### Prompt
Across the entries below, the lines containing "Provide" should be counted and only their number returned.
- Opening Delimiter -
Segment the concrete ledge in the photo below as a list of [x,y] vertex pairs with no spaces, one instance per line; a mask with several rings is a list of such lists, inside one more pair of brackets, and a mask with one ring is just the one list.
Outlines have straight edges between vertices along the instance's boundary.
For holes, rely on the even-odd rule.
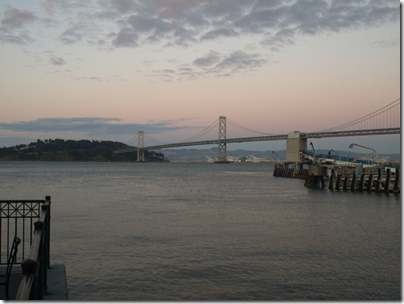
[[[10,299],[14,300],[21,281],[21,265],[13,265],[10,276]],[[6,273],[6,265],[0,266],[0,274]],[[6,288],[0,286],[0,300],[6,300]],[[66,267],[64,264],[52,264],[48,269],[48,291],[44,300],[60,301],[67,300]]]
[[[0,266],[0,274],[4,275],[6,273],[6,265]],[[13,269],[10,275],[10,286],[9,286],[9,295],[10,300],[14,300],[17,295],[18,287],[20,286],[21,280],[21,265],[13,265]],[[0,286],[0,300],[6,300],[6,287]]]
[[52,264],[51,269],[48,269],[48,291],[44,300],[67,300],[66,267],[64,264]]

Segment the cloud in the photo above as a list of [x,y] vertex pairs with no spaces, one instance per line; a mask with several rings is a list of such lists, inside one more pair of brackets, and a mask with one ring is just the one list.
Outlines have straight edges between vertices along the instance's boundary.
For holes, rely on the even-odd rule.
[[[35,22],[38,18],[34,12],[28,10],[19,10],[6,6],[4,18],[0,25],[0,42],[26,45],[33,41],[28,35],[29,32],[24,27]],[[18,30],[19,33],[18,33]]]
[[214,40],[220,37],[237,37],[238,33],[233,29],[217,29],[207,32],[201,37],[201,40]]
[[272,51],[279,51],[286,45],[295,44],[295,29],[283,29],[277,32],[274,36],[261,41],[261,44],[270,46]]
[[92,7],[91,2],[91,0],[46,0],[40,5],[46,13],[53,15],[57,10],[72,12]]
[[[59,43],[107,51],[150,45],[165,51],[168,47],[250,38],[254,54],[245,51],[245,45],[227,55],[222,49],[212,49],[187,66],[170,67],[175,73],[154,70],[159,79],[170,81],[250,71],[267,64],[265,58],[271,52],[293,46],[301,36],[378,27],[400,20],[400,4],[394,0],[43,0],[41,8],[54,19],[41,19],[32,11],[6,6],[0,42],[32,43],[27,26],[34,22],[42,26],[57,23],[57,34],[49,38]],[[375,42],[371,47],[396,43]]]
[[[111,47],[145,43],[188,47],[205,41],[264,35],[263,45],[279,50],[293,45],[297,35],[335,33],[400,20],[397,1],[373,0],[46,0],[41,7],[48,14],[68,16],[67,26],[58,37],[62,43],[104,41],[115,27],[113,31],[118,34],[108,40]],[[22,29],[36,20],[34,12],[7,6],[0,29]],[[61,25],[65,22],[61,18],[59,21]],[[282,36],[286,31],[294,35],[286,39]],[[15,37],[2,40],[22,43]]]
[[153,70],[152,74],[145,76],[165,82],[194,80],[201,77],[228,77],[237,73],[251,72],[268,63],[269,61],[258,53],[235,51],[226,55],[211,50],[205,56],[195,59],[192,65],[180,64],[176,69]]
[[14,132],[44,133],[84,133],[88,136],[134,135],[138,131],[164,133],[178,130],[196,130],[205,127],[178,125],[193,118],[177,120],[149,121],[147,124],[119,123],[119,118],[79,117],[79,118],[38,118],[31,121],[0,123],[0,129]]
[[66,29],[59,37],[58,39],[63,43],[63,44],[74,44],[80,41],[83,38],[83,35],[79,33],[80,27],[79,26],[73,26],[68,29]]
[[[41,7],[48,14],[67,17],[58,37],[62,43],[103,40],[111,28],[118,27],[119,34],[109,41],[112,47],[143,43],[188,47],[251,34],[265,35],[264,44],[270,45],[271,37],[293,31],[289,40],[278,39],[276,46],[271,45],[280,49],[293,44],[297,35],[337,33],[400,20],[399,2],[373,0],[46,0]],[[8,6],[0,29],[21,29],[36,20],[34,12]],[[58,20],[61,26],[66,22]]]
[[146,35],[146,40],[150,42],[159,42],[162,38],[172,34],[176,26],[165,22],[159,18],[146,18],[143,16],[132,15],[128,18],[128,24],[136,33]]
[[12,43],[19,45],[27,45],[33,40],[28,36],[28,34],[21,32],[18,35],[4,34],[0,35],[1,43]]
[[14,29],[20,29],[25,25],[35,21],[35,13],[28,10],[19,10],[8,6],[4,12],[4,18],[1,20],[0,30],[11,31]]
[[139,44],[136,42],[139,39],[139,35],[136,34],[130,28],[123,28],[116,35],[116,38],[112,41],[115,47],[136,47]]
[[138,5],[131,0],[111,0],[111,5],[120,13],[136,11]]
[[[57,2],[58,7],[66,5],[62,0]],[[263,44],[279,50],[293,45],[297,35],[373,27],[400,18],[396,1],[110,0],[94,5],[91,13],[87,12],[88,19],[95,22],[101,15],[110,16],[120,27],[119,33],[124,37],[112,41],[115,47],[144,43],[188,47],[253,34],[264,35]],[[76,7],[79,10],[77,4]],[[88,7],[83,4],[82,12]],[[133,30],[132,37],[127,37],[127,28]],[[287,32],[293,32],[293,36],[286,37]],[[136,39],[134,35],[138,35]]]
[[193,61],[194,65],[215,76],[251,71],[267,63],[268,61],[261,58],[260,54],[249,54],[244,51],[235,51],[226,56],[210,51],[206,56]]
[[49,63],[52,64],[52,65],[60,66],[60,65],[66,64],[66,61],[61,57],[51,56],[49,58]]
[[215,68],[220,70],[231,69],[232,71],[251,70],[267,63],[260,58],[259,54],[247,54],[243,51],[236,51],[224,58]]
[[220,61],[221,55],[218,52],[210,51],[205,57],[197,58],[193,64],[198,67],[208,67]]
[[389,48],[389,47],[396,47],[399,45],[400,41],[398,39],[373,41],[369,44],[371,48]]

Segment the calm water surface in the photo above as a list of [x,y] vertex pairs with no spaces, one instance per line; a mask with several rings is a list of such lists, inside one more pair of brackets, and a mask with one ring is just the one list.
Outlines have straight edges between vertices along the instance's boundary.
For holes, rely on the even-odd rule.
[[400,300],[401,199],[306,189],[272,164],[0,162],[52,196],[70,300]]

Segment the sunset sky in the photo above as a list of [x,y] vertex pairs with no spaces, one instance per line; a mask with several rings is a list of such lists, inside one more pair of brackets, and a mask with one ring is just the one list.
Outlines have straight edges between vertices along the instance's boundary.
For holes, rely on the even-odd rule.
[[[127,143],[138,131],[179,142],[219,116],[262,133],[313,132],[400,98],[400,2],[2,0],[0,67],[0,147]],[[399,135],[313,140],[352,142],[400,152]]]

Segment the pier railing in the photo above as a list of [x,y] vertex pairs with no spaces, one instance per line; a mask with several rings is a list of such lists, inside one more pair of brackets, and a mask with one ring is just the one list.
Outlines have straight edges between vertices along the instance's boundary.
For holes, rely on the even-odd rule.
[[21,239],[16,264],[21,264],[30,250],[34,221],[45,200],[0,200],[0,265],[7,264],[14,236]]
[[[0,210],[0,221],[5,219],[0,227],[6,229],[6,232],[0,231],[6,239],[0,244],[8,244],[14,233],[24,245],[19,253],[22,275],[16,300],[43,300],[50,268],[51,197],[47,196],[45,200],[0,201]],[[37,220],[33,222],[34,219]],[[30,247],[26,253],[24,247],[28,242]]]

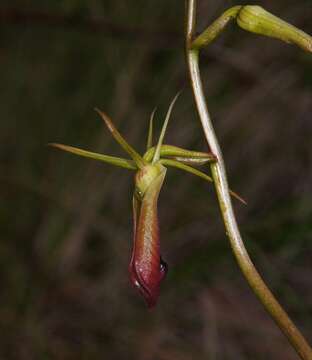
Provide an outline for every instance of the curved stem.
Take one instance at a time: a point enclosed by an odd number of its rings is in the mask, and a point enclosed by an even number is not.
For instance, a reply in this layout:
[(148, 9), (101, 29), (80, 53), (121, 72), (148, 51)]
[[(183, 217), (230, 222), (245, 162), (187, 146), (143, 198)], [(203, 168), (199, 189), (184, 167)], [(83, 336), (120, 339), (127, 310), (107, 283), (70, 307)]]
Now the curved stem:
[(238, 265), (260, 302), (284, 332), (299, 356), (304, 360), (312, 360), (312, 350), (309, 344), (262, 280), (241, 238), (229, 195), (223, 156), (205, 102), (198, 65), (199, 52), (191, 48), (195, 30), (195, 12), (196, 0), (186, 0), (186, 57), (193, 95), (205, 137), (211, 152), (218, 159), (217, 162), (210, 164), (210, 166), (226, 234)]

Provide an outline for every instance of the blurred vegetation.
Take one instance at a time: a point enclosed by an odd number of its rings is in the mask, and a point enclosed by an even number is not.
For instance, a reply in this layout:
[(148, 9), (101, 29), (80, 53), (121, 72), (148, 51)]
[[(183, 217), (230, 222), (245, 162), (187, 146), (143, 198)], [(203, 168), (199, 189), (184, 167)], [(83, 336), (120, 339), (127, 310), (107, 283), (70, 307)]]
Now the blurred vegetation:
[[(250, 2), (250, 3), (255, 3)], [(199, 1), (199, 29), (234, 1)], [(261, 5), (312, 33), (310, 1)], [(213, 188), (171, 169), (159, 210), (159, 305), (130, 287), (132, 173), (47, 148), (122, 154), (95, 106), (143, 151), (184, 88), (167, 142), (205, 149), (181, 1), (0, 5), (0, 358), (297, 359), (234, 262)], [(312, 57), (230, 27), (201, 61), (243, 238), (312, 341)], [(260, 341), (259, 341), (260, 340)]]

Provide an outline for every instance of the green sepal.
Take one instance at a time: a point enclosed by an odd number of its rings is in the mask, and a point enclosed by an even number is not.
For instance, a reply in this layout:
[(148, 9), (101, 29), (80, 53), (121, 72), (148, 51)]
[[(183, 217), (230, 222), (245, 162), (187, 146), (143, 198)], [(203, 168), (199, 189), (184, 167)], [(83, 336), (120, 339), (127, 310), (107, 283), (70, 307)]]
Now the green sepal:
[(153, 146), (153, 122), (154, 122), (154, 116), (156, 113), (156, 108), (152, 111), (150, 121), (149, 121), (149, 127), (148, 127), (148, 136), (147, 136), (147, 144), (146, 144), (146, 150), (149, 150)]
[[(155, 147), (150, 148), (143, 158), (150, 162), (153, 159), (155, 150)], [(216, 161), (216, 157), (212, 153), (187, 150), (173, 145), (162, 145), (160, 147), (160, 158), (163, 157), (172, 158), (189, 165), (204, 165)]]
[(136, 166), (136, 164), (133, 160), (123, 159), (123, 158), (119, 158), (116, 156), (98, 154), (98, 153), (94, 153), (91, 151), (79, 149), (79, 148), (76, 148), (73, 146), (57, 144), (57, 143), (50, 143), (50, 144), (48, 144), (48, 146), (53, 146), (55, 148), (58, 148), (63, 151), (67, 151), (69, 153), (72, 153), (72, 154), (75, 154), (78, 156), (83, 156), (83, 157), (86, 157), (89, 159), (103, 161), (105, 163), (119, 166), (119, 167), (122, 167), (125, 169), (129, 169), (129, 170), (137, 170), (138, 169), (138, 167)]
[(158, 143), (157, 143), (157, 146), (156, 146), (156, 150), (155, 150), (155, 153), (154, 153), (154, 156), (153, 156), (152, 164), (155, 164), (160, 158), (160, 148), (161, 148), (161, 145), (162, 145), (164, 137), (165, 137), (165, 133), (166, 133), (166, 129), (167, 129), (169, 119), (170, 119), (170, 115), (171, 115), (173, 106), (174, 106), (175, 102), (177, 101), (180, 93), (181, 92), (177, 93), (177, 95), (173, 98), (173, 100), (171, 101), (171, 103), (169, 105), (169, 109), (167, 111), (167, 115), (166, 115), (163, 127), (161, 129), (160, 136), (159, 136), (159, 139), (158, 139)]
[(116, 129), (112, 120), (101, 110), (95, 109), (95, 111), (101, 116), (103, 121), (105, 122), (108, 130), (111, 132), (115, 140), (118, 144), (131, 156), (133, 161), (136, 163), (139, 169), (142, 169), (146, 165), (146, 161), (142, 158), (142, 156), (137, 153), (134, 148), (128, 144), (128, 142), (124, 139), (124, 137), (120, 134), (120, 132)]
[[(180, 170), (184, 170), (186, 172), (189, 172), (189, 173), (191, 173), (193, 175), (196, 175), (196, 176), (198, 176), (198, 177), (200, 177), (200, 178), (202, 178), (202, 179), (204, 179), (204, 180), (206, 180), (208, 182), (213, 182), (213, 179), (209, 175), (207, 175), (207, 174), (205, 174), (205, 173), (203, 173), (203, 172), (201, 172), (201, 171), (199, 171), (197, 169), (194, 169), (191, 166), (188, 166), (186, 164), (182, 164), (182, 163), (180, 163), (178, 161), (170, 160), (170, 159), (161, 159), (159, 162), (162, 165), (172, 166), (172, 167), (178, 168)], [(247, 205), (247, 202), (241, 196), (239, 196), (236, 192), (230, 190), (230, 194), (233, 197), (235, 197), (237, 200), (242, 202), (243, 204)]]

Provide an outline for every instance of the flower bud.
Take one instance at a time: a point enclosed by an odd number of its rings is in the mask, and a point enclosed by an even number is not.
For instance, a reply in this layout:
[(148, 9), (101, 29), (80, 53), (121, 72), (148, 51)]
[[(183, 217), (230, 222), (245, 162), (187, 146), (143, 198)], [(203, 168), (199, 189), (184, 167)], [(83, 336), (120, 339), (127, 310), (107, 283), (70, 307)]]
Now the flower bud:
[(312, 37), (260, 6), (243, 6), (237, 15), (237, 24), (244, 30), (280, 39), (312, 52)]

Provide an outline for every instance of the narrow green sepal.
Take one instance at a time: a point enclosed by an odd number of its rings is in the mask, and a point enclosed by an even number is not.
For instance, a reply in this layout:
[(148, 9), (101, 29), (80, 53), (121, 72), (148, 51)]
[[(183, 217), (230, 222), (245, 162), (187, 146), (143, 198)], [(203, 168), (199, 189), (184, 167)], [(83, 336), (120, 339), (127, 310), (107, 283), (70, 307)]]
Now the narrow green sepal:
[(153, 146), (153, 122), (154, 122), (154, 116), (155, 116), (156, 110), (157, 110), (157, 108), (155, 108), (153, 110), (151, 117), (150, 117), (146, 150), (149, 150)]
[(131, 156), (137, 167), (139, 169), (142, 169), (146, 165), (146, 161), (142, 158), (142, 156), (137, 153), (131, 145), (128, 144), (128, 142), (124, 139), (120, 132), (115, 128), (115, 125), (113, 124), (109, 116), (107, 116), (103, 111), (99, 109), (95, 108), (94, 110), (101, 116), (108, 130), (111, 132), (118, 144)]
[(179, 161), (190, 166), (203, 166), (212, 162), (216, 162), (216, 158), (212, 157), (182, 157), (182, 156), (168, 156), (167, 159)]
[(48, 146), (53, 146), (57, 149), (72, 153), (74, 155), (83, 156), (89, 159), (103, 161), (105, 163), (119, 166), (129, 170), (137, 170), (138, 167), (136, 166), (133, 160), (123, 159), (115, 156), (109, 156), (104, 154), (98, 154), (91, 151), (79, 149), (69, 145), (57, 144), (57, 143), (49, 143)]
[(166, 129), (167, 129), (167, 126), (168, 126), (169, 119), (170, 119), (170, 115), (171, 115), (173, 106), (174, 106), (175, 102), (177, 101), (180, 94), (181, 94), (181, 91), (179, 91), (177, 93), (177, 95), (173, 98), (173, 100), (171, 101), (171, 103), (169, 105), (169, 109), (167, 111), (167, 115), (166, 115), (163, 127), (161, 129), (161, 132), (160, 132), (160, 136), (159, 136), (159, 139), (158, 139), (158, 143), (157, 143), (157, 146), (156, 146), (156, 150), (155, 150), (155, 153), (154, 153), (152, 164), (155, 164), (155, 162), (157, 162), (159, 160), (159, 158), (160, 158), (160, 148), (161, 148), (161, 145), (162, 145), (164, 137), (165, 137), (165, 133), (166, 133)]
[[(155, 154), (155, 147), (150, 148), (145, 154), (144, 159), (150, 162)], [(212, 153), (192, 151), (173, 145), (162, 145), (160, 147), (160, 158), (171, 158), (189, 165), (204, 165), (216, 161)]]
[[(172, 166), (172, 167), (175, 167), (177, 169), (184, 170), (184, 171), (189, 172), (189, 173), (191, 173), (193, 175), (196, 175), (196, 176), (198, 176), (198, 177), (200, 177), (200, 178), (202, 178), (202, 179), (204, 179), (204, 180), (206, 180), (208, 182), (213, 182), (213, 179), (209, 175), (207, 175), (207, 174), (205, 174), (205, 173), (203, 173), (203, 172), (201, 172), (201, 171), (199, 171), (197, 169), (194, 169), (189, 165), (181, 164), (178, 161), (170, 160), (170, 159), (161, 159), (159, 162), (162, 165)], [(247, 205), (247, 202), (241, 196), (239, 196), (236, 192), (230, 190), (230, 194), (233, 197), (235, 197), (237, 200), (242, 202), (243, 204)]]

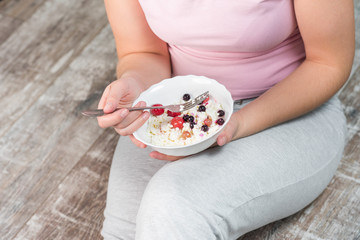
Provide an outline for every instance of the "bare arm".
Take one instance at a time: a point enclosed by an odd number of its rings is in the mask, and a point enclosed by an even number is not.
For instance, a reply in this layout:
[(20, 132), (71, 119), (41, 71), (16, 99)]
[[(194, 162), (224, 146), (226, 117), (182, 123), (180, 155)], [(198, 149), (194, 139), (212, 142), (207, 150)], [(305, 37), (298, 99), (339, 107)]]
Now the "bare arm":
[(134, 77), (147, 88), (170, 77), (167, 45), (150, 29), (138, 1), (105, 0), (118, 54), (117, 76)]
[[(142, 8), (136, 0), (105, 0), (105, 8), (111, 25), (118, 54), (118, 79), (109, 84), (98, 104), (108, 113), (98, 117), (100, 127), (113, 127), (120, 135), (130, 136), (149, 118), (144, 111), (117, 107), (133, 105), (136, 98), (149, 86), (170, 77), (170, 57), (167, 44), (150, 29)], [(106, 44), (106, 43), (105, 43)], [(139, 102), (137, 106), (144, 106)]]
[(331, 98), (346, 82), (355, 44), (352, 0), (294, 3), (306, 60), (234, 114), (232, 124), (218, 138), (219, 145), (301, 116)]

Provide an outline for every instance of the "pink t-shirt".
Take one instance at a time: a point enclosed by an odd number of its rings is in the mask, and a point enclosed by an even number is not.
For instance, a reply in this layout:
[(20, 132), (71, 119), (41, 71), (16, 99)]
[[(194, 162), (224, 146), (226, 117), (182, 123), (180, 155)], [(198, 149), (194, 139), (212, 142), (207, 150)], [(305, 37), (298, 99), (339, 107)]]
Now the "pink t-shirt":
[(234, 99), (259, 96), (304, 60), (292, 0), (139, 0), (168, 43), (173, 75), (202, 75)]

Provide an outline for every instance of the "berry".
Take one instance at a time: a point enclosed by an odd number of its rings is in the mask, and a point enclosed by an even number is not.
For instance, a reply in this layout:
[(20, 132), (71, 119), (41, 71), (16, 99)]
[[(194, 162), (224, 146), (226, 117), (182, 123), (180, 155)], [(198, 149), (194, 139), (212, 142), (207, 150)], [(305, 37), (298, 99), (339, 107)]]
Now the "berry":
- Closing Delimiter -
### Reply
8